▶ _OBJECTIVE_:
Copy out all of the data below line for line, without changing anything.

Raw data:
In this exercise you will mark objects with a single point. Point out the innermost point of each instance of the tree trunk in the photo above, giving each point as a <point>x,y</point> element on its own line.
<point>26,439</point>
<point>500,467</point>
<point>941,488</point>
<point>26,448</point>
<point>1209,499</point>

▶ _SOLUTION FOR THIS PROBLEM_:
In this exercise you will mark objects with a single point. Point out the innermost point of each instance of the tree trunk in the photo above, giving each point as a <point>x,y</point> element on its own line.
<point>26,439</point>
<point>500,467</point>
<point>941,488</point>
<point>26,448</point>
<point>1209,499</point>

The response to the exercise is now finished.